_Text excerpt_
::::::
Hondas and Chryslers and Fords, oh my! No-start issues come in all shapes and sizes, on all makes and models. In addition, they stem from a wide variety of root causes, making no-start diagnosis especially tricky. In this month’s, article we have gathered together a number of resources around this difficult to solve service issue.
Failed PCM Tracked Back to CAN System Issue
In this informative piece, Gary Goms provides a case study of a PCM that failed repeatedly until the root cause of the issue was identified and corrected. In this case, it was a CAN system component, the immobilizer control unit, which was causing the PCM failures. Gary goes on to suggest that CAN system diagnostics will become an increasing issue for aftermarket service providers.
“To date, multiplexed body control electronics have been a relatively minor part of the diagnostic workflow in most independent shops. But, since CAN bus communications systems were mandated as standard equipment in 2008, more import platforms equipped with CAN systems will undoubtedly be coming into your shop… As a first step, you can begin to understand how modules communicate with each other by the simple process of polling all vehicle modules for both communications and trouble codes before diagnosing any no-start complaint. If you have a module that’s not communicating, you should be able to retrieve a U1000-series diagnostic trouble code (DTC).”
A Mechanical Solution to What Appears to Be a Communication Issue
In this TSB from Chrysler, a specific potential no-start condition is addressed for the 2012 300 model. Under this condition, the vehicle’s starter will not engage and it will show an RFH code B1A80 (electronic steering lock communication performance). The TSB identifies the symptoms that should cause the technician to deduce that what they face is not a communication issue, but a mechanical one. The TSB then outlines the steps to take to repair the mechanical cause for the no-start condition.
::::::
_Data segment_

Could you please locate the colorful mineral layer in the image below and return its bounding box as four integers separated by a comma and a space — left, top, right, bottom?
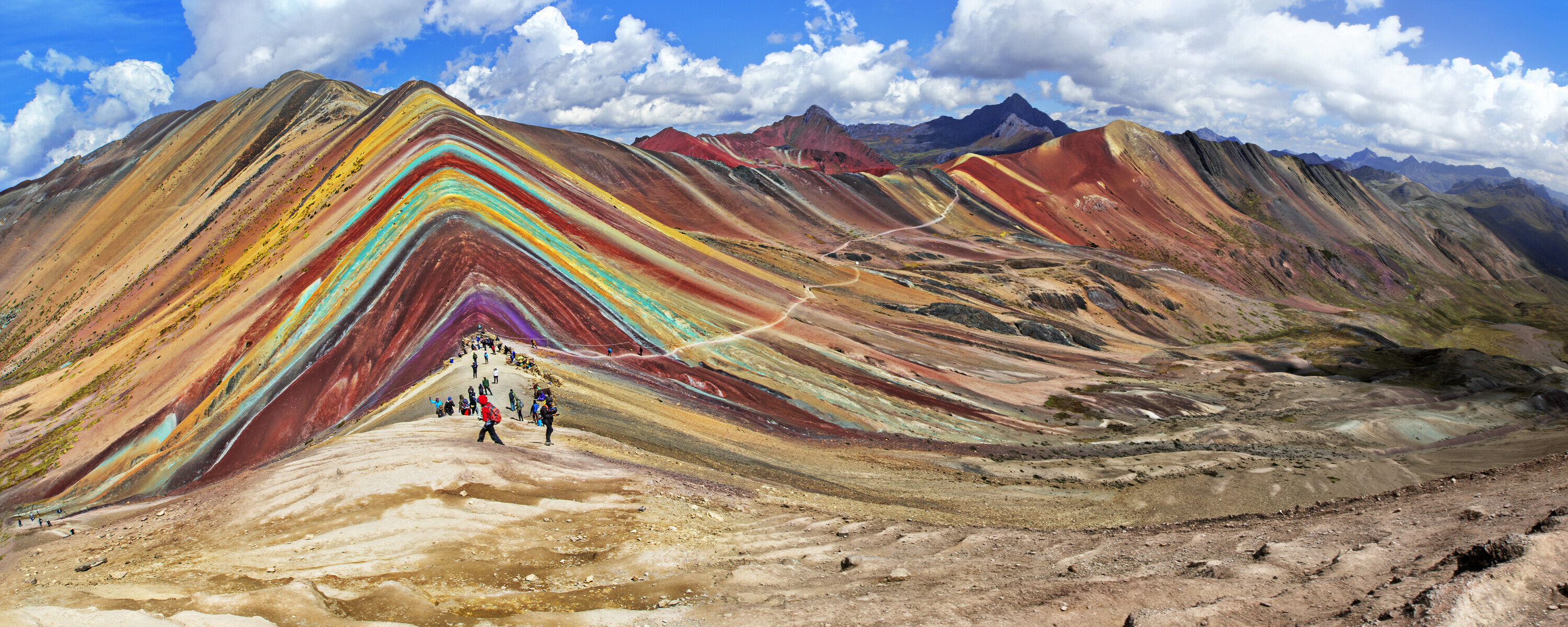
::::::
_Instructions for the task_
Could you write the next part of the article on diagnosing no-start problems, picking up after its last sentence? The data has no role here.

_Exercise output_
Excessive Buick Battery Drain
In this TSB from GM, they address a potential parasitic drain resulting in a dead battery no-start after the vehicle has been parked for any length of time. They identify the likely source of the issue as the rear fuse box, specifically calling out individual fuses by model year, noting that the issue is likely caused by a short to ground in the related circuit. Good information to have if you are working on Lucerne models.
Remote Start = No-Start on this Ford
That remote start feature was supposed to make life easier, right? Well, not on certain 2013 Focus models. In this TSB, Ford addresses a potential crank no-start condition on models equipped with the 2.0L GDI engine with Intelligent Access remote start feature. The TSB calls for reprogramming to resolve the issue, with specific release details.
No-start conditions are a common topic in industry publications and on forums such as iATN because they are encountered so frequently in today’s shops. As vehicles continue to increase in complexity, we can only expect the frequency of this service dilemma to increase as well. From case studies to TSBs, these resources reinforce the need to attack this problem both creatively and with a plan. It takes creativity, in many cases, to put the puzzle pieces together. At the same, attacking no-start complaints with a plan helps to reduce the likelihood of chasing a false lead.